- Items -

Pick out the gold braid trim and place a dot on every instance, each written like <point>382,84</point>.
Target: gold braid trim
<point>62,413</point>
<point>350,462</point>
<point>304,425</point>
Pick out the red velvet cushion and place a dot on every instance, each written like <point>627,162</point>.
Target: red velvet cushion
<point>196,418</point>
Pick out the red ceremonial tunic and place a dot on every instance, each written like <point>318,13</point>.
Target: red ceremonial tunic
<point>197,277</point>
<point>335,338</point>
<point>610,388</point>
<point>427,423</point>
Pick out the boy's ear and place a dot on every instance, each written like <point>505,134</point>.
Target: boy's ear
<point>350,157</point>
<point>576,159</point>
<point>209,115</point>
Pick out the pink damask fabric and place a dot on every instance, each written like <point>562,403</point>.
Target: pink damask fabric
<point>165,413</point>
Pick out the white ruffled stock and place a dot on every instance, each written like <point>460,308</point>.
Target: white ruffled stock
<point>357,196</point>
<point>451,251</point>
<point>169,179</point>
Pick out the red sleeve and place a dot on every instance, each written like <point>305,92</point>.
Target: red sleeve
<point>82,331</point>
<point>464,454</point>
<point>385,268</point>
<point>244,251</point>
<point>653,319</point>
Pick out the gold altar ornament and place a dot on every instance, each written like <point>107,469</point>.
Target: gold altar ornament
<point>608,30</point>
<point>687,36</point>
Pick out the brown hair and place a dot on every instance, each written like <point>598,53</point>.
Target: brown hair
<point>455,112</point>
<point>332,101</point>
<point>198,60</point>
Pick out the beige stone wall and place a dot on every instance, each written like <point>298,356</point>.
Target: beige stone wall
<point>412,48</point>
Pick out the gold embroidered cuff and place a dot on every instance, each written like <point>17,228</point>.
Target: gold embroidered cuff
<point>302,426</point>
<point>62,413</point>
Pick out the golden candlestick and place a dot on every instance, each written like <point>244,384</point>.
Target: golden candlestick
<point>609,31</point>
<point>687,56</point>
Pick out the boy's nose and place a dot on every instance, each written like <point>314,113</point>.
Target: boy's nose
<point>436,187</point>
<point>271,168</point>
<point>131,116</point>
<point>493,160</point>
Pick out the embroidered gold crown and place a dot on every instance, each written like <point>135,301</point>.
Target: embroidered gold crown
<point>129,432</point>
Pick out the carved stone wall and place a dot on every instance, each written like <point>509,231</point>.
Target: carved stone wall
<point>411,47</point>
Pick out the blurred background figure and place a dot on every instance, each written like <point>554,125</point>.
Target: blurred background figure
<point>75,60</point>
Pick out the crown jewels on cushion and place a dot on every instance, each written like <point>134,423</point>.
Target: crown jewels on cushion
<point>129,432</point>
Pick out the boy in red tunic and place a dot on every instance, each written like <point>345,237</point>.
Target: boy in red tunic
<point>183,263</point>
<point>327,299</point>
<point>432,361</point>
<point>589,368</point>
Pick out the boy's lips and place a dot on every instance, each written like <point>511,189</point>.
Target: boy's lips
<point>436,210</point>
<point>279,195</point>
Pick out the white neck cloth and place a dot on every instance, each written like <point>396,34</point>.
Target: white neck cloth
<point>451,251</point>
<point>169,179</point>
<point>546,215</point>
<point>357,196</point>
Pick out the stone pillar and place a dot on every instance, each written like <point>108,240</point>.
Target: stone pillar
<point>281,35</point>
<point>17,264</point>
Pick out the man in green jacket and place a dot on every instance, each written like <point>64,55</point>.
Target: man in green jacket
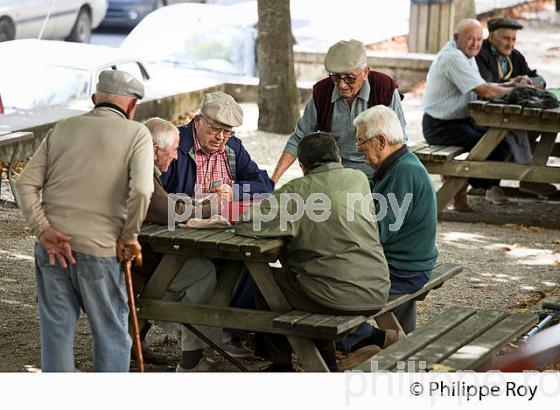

- Exercise details -
Rewrite all the records above with each "place a dot on" changed to "put a marker on" and nothing else altered. Leave the pictures out.

- Completed exercise -
Pick out the gold braid trim and put a marker on every instance, each written like <point>382,84</point>.
Target: gold braid trim
<point>62,413</point>
<point>350,462</point>
<point>304,425</point>
Pick out the red velvet cushion and put a marker on every instance, each written like <point>627,162</point>.
Target: red velvet cushion
<point>196,418</point>
Pick out the red ceremonial tunic and put a marker on every instance, each written like <point>318,13</point>.
Target: red ceremonial tunic
<point>197,277</point>
<point>335,338</point>
<point>610,388</point>
<point>427,423</point>
Pick out the boy's ear and put a marker on every instance, each written like <point>505,134</point>.
Target: boy's ear
<point>350,157</point>
<point>576,159</point>
<point>209,115</point>
Pick out the pink damask fabric and put a marker on every instance, each written like <point>562,403</point>.
Target: pink damask fabric
<point>165,413</point>
Pick out the white ruffled stock and put a marker on every instance, each written like <point>460,308</point>.
Target: white ruffled stock
<point>357,196</point>
<point>451,251</point>
<point>169,179</point>
Pick out the red sleeve and put a marker on every instance, each written like <point>305,92</point>.
Target: red sleeve
<point>82,331</point>
<point>464,454</point>
<point>385,268</point>
<point>244,251</point>
<point>653,319</point>
Pick out the gold altar ornament and put a marker on every instance, each written like <point>107,469</point>.
Target: gold altar ornament
<point>608,30</point>
<point>687,36</point>
Pick out the brown hair and put a marker on every instance, each written like <point>598,53</point>.
Target: brown hair
<point>455,112</point>
<point>332,101</point>
<point>198,60</point>
Pick out the beige stone wall and put a marker on every instance, each written like <point>298,356</point>.
Target: beige stone wall
<point>412,48</point>
Pick out the gold embroidered cuff and put a marker on every instance, each written like <point>17,228</point>.
Target: gold embroidered cuff
<point>302,426</point>
<point>62,413</point>
Pick out the golden candlestick and put a marker on every instance, each written like <point>244,384</point>.
Target: golden candlestick
<point>609,31</point>
<point>687,56</point>
Pick out the boy's nose and put a marker on every instance, each written like <point>314,113</point>.
Target: boy's nose
<point>436,187</point>
<point>271,168</point>
<point>131,116</point>
<point>493,160</point>
Pick out the embroidered gold crown and put a marker on every instance, each written like <point>135,301</point>.
Target: embroidered gold crown
<point>129,432</point>
Pick out the carved stone wall and put a marker on every instance, each written like <point>509,231</point>.
Target: carved stone wall
<point>411,47</point>
Pick out the blurred background figure and put a marker on every instance, each written like <point>554,125</point>.
Target: blurred background figure
<point>75,60</point>
Pick out the crown jewels on cushion and put a marker on every instance, each written like <point>134,423</point>.
Target: crown jewels on cushion
<point>129,432</point>
Pick out the boy in red tunic and put a marker on every instance, each written like <point>345,237</point>.
Target: boy in red tunic
<point>183,263</point>
<point>327,299</point>
<point>432,361</point>
<point>589,368</point>
Pick out the boy's lips and put a marker on every instance, each written like <point>511,189</point>.
Target: boy's lips
<point>436,210</point>
<point>279,195</point>
Pick out the white neck cloth and put a marker on every instance, each written like <point>396,34</point>.
Target: white neck cloth
<point>451,251</point>
<point>169,179</point>
<point>546,215</point>
<point>357,196</point>
Pick out the stone pillar and put a marker on every instance, each written like <point>108,240</point>.
Target: stone pillar
<point>281,35</point>
<point>17,264</point>
Pick out the man in green jacket and put a marker on every instance, each written like <point>64,55</point>.
Target: man in green jacket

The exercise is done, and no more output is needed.